(Stored data)
........
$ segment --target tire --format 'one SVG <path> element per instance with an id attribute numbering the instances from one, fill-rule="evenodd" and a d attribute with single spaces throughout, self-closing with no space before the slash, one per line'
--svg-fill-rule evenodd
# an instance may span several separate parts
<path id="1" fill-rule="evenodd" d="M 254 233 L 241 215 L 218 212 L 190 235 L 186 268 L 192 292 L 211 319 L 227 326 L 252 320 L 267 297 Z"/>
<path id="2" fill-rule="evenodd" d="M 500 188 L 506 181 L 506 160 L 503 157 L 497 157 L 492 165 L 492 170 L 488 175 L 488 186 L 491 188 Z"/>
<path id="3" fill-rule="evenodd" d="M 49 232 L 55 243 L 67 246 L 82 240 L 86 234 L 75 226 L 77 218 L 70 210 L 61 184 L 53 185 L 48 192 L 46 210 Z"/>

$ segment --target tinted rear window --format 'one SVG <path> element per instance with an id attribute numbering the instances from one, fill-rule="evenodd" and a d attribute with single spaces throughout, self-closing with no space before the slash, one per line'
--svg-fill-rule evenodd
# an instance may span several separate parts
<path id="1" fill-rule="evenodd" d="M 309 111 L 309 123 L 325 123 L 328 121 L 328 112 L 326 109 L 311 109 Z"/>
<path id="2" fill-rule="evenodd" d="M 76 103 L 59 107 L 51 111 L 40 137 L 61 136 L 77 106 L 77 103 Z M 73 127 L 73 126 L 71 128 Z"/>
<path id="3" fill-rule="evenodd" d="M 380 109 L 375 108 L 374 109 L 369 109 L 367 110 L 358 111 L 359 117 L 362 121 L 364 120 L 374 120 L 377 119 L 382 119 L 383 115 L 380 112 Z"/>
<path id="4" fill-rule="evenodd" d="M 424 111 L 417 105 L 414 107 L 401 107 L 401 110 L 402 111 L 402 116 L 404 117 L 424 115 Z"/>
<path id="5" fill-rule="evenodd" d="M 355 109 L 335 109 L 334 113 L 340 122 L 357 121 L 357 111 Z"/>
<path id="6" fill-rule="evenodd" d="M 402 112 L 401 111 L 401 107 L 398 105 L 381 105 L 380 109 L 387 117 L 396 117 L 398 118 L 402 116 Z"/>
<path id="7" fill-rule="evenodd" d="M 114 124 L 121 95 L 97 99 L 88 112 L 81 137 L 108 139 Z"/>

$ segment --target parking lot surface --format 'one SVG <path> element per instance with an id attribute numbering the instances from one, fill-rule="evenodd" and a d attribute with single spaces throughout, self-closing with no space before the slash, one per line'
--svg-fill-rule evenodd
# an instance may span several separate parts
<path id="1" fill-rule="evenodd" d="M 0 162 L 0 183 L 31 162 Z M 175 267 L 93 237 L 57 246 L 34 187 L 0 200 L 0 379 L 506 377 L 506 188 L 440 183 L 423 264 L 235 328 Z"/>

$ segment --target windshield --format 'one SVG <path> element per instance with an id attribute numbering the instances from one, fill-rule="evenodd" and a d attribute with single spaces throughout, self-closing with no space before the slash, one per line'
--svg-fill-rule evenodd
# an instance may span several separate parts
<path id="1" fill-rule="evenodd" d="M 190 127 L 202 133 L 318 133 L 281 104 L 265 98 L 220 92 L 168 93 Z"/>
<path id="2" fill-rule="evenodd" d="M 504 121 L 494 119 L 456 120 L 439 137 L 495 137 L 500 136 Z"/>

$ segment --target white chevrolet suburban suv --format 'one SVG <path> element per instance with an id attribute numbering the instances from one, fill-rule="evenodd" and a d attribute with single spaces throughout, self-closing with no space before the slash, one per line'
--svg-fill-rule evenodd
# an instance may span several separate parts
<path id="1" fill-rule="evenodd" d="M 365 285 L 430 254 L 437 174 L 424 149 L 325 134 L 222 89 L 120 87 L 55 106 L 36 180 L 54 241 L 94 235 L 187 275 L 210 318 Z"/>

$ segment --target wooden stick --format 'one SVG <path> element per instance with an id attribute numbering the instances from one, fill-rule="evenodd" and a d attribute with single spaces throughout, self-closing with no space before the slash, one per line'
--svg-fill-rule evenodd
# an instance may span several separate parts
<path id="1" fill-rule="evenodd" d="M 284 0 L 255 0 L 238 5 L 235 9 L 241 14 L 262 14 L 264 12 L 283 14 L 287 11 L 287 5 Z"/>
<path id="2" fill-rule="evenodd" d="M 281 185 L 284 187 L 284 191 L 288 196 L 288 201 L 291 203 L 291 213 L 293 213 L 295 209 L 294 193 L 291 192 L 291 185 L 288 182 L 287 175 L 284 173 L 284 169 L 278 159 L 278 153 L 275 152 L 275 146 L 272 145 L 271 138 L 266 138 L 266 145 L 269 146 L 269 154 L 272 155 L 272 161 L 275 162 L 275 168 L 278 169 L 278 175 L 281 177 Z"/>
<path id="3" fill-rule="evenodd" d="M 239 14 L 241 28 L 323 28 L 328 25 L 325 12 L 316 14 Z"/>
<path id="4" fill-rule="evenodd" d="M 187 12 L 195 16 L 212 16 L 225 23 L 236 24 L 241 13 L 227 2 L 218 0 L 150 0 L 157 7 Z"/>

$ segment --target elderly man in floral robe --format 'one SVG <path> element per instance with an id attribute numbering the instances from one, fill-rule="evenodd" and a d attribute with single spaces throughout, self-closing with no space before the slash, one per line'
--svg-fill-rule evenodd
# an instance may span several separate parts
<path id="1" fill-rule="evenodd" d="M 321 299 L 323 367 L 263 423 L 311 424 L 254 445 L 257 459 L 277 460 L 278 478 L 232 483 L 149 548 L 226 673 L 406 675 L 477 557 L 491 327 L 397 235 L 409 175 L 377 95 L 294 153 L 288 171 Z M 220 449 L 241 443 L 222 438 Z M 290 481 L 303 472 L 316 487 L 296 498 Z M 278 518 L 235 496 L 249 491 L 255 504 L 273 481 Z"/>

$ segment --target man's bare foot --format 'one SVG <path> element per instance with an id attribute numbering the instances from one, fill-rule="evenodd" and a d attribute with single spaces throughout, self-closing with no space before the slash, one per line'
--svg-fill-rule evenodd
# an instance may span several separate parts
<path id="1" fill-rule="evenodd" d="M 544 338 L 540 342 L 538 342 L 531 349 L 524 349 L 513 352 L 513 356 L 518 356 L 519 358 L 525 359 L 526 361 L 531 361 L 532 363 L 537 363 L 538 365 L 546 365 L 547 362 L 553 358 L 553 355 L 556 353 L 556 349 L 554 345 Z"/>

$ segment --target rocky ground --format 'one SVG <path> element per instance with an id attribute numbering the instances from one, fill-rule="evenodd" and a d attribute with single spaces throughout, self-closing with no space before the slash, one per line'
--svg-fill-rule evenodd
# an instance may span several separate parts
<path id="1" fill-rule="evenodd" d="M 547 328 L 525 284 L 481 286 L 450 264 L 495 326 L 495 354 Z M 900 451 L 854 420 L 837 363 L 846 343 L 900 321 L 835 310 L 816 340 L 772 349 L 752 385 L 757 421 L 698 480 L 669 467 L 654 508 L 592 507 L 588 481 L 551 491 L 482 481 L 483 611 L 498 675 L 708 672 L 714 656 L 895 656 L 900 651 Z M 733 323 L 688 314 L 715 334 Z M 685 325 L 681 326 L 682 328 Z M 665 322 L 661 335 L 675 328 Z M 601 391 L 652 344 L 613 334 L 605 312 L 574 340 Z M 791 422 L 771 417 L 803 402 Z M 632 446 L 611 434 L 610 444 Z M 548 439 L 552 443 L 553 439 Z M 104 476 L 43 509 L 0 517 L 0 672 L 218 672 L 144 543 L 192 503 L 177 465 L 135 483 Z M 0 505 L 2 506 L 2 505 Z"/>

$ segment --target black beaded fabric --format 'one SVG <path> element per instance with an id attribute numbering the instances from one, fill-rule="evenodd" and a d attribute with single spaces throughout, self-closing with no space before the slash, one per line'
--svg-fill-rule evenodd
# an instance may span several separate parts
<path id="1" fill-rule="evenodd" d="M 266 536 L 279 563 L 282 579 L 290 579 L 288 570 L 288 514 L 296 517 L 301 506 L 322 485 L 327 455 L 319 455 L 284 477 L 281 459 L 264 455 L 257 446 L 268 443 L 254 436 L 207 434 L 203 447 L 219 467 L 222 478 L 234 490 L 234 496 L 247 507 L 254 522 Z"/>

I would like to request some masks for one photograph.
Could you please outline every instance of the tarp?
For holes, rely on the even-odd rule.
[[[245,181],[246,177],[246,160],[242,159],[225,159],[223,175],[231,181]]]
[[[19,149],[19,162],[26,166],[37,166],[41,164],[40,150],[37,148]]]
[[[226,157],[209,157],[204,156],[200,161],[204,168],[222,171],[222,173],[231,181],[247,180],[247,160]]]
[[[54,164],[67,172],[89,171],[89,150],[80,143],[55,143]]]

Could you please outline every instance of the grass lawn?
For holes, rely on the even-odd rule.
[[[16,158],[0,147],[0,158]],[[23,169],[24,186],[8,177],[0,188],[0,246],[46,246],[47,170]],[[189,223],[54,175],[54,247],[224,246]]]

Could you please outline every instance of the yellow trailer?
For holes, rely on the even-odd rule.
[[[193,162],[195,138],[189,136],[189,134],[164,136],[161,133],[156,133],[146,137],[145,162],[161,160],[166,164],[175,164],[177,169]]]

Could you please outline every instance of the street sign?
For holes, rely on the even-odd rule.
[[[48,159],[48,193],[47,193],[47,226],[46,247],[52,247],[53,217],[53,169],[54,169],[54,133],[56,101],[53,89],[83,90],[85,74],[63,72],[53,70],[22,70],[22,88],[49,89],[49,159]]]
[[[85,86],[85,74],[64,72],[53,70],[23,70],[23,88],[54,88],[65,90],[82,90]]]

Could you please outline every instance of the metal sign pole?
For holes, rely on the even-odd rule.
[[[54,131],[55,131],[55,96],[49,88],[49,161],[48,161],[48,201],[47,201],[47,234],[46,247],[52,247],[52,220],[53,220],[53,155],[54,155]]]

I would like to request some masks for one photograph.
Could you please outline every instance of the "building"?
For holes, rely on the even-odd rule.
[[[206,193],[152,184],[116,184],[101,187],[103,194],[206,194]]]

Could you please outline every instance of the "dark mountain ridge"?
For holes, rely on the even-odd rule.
........
### Given request
Reproduce the data word for word, starting at the line containing "Could you please outline every instance of the street" and continuing through its final line, both included.

### Expected answer
Could you please outline every instance of the street sign?
For holes, rely on the even-odd rule.
[[[48,159],[48,193],[47,193],[47,226],[46,247],[52,247],[53,217],[53,169],[54,169],[54,133],[56,101],[53,89],[83,90],[85,74],[63,72],[53,70],[22,70],[22,88],[49,89],[49,159]]]
[[[85,86],[85,74],[64,72],[53,70],[23,70],[23,88],[54,88],[65,90],[82,90]]]

Could you please outline every instance of the metal sign pole?
For holes, rely on the even-odd rule.
[[[54,131],[55,131],[55,96],[49,88],[49,161],[48,161],[48,201],[47,201],[47,234],[46,247],[52,247],[52,220],[53,220],[53,155],[54,155]]]

I would like to request some masks for one photograph.
Could you please outline every instance of the "building"?
For holes, rely on the even-odd rule.
[[[206,193],[152,184],[116,184],[101,187],[103,194],[206,194]]]

Could you please outline every instance of the "dark mountain ridge"?
For holes, rely on the even-odd rule.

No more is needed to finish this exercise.